_What is being asked_. Below are records; copy every line among them that contains the word "pixels".
Start of Provided records
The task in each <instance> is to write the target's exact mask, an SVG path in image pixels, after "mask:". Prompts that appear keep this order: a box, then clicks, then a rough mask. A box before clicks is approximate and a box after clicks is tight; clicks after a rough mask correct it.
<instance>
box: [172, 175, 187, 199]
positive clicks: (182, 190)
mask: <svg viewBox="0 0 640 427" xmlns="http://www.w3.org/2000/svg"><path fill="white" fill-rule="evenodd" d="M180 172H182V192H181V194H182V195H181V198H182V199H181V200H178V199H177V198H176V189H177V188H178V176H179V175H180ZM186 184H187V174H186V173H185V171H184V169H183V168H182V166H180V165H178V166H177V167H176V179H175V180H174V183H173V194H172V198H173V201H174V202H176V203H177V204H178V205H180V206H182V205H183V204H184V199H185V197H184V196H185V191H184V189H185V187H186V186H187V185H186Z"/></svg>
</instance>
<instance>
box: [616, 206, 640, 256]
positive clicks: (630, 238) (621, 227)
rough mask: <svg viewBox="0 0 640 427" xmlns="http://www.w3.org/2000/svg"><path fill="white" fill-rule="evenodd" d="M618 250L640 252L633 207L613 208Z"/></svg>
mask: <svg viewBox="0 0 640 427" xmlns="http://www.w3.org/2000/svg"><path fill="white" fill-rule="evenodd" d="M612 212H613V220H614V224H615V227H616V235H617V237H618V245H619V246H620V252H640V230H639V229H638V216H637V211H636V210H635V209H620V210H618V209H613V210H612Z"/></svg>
End of Provided records
Start of Provided records
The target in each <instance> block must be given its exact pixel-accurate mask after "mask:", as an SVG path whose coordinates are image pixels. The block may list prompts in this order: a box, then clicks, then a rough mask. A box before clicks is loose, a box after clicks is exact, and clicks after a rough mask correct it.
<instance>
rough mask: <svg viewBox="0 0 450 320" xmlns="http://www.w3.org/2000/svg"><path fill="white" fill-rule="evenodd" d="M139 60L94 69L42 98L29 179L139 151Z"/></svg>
End of Provided records
_Solution for this problem_.
The task in each <instance> is to write the target's exact mask, an SVG path in image pixels, after "mask:". Prompts that appear keep this order: a box, then clicks, then a rough mask. A box before clicks is approximate and a box after clicks is tight; clicks after a rough mask correct it.
The target in each <instance> block must be given its exact pixel-accurate mask after "mask:", as an SVG path whose coordinates are image pixels. The block may list prompts in this order: a box, then clicks, then a rough mask. A box before clicks is loose, a box after clicks is exact, and clicks after a rough mask correct it.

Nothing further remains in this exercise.